Can you show every line in the entries below that contains the string "headdress"?

§ **DATA TO PROCESS**
-----

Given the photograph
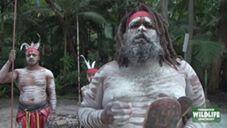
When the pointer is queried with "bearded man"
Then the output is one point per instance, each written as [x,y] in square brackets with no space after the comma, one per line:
[37,100]
[144,86]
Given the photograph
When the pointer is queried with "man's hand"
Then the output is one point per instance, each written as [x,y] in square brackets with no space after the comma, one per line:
[117,113]
[51,116]
[12,55]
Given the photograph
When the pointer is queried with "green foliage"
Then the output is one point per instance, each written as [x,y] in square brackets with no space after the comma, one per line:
[204,52]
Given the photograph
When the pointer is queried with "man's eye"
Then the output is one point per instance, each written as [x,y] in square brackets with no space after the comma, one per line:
[148,25]
[134,25]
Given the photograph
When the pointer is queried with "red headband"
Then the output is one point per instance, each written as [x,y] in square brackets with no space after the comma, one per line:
[92,71]
[32,50]
[139,14]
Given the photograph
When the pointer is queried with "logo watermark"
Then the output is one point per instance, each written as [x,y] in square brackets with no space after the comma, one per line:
[206,115]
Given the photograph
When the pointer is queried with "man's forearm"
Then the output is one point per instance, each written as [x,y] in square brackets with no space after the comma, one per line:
[90,117]
[4,71]
[52,94]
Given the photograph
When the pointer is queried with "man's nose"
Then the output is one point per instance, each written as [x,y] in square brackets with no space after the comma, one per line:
[142,28]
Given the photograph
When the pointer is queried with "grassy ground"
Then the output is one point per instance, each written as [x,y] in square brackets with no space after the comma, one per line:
[68,104]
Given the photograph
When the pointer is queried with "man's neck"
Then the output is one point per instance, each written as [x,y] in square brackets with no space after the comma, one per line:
[33,67]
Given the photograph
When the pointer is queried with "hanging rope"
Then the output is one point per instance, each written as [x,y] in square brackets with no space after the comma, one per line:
[13,48]
[78,58]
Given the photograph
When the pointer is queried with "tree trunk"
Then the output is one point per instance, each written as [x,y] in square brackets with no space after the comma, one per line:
[222,38]
[164,9]
[190,30]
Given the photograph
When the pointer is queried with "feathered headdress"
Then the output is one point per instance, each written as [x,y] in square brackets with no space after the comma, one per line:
[34,47]
[90,67]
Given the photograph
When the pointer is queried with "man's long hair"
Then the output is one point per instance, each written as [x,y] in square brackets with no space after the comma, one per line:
[169,56]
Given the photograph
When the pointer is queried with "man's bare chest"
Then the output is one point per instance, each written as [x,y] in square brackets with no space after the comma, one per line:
[32,78]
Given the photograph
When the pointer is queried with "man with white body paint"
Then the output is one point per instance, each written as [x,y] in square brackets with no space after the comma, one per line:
[146,76]
[37,100]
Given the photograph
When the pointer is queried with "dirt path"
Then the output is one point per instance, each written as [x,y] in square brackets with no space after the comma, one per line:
[64,106]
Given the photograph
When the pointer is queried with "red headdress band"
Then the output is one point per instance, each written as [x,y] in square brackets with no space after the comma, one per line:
[139,14]
[92,70]
[29,50]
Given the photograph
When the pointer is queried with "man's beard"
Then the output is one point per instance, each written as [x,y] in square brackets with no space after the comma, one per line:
[140,49]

-----

§ **EXERCISE SOLUTION**
When the pointer is queried with "feathered headdress"
When the pointer is queried with "red headdress band"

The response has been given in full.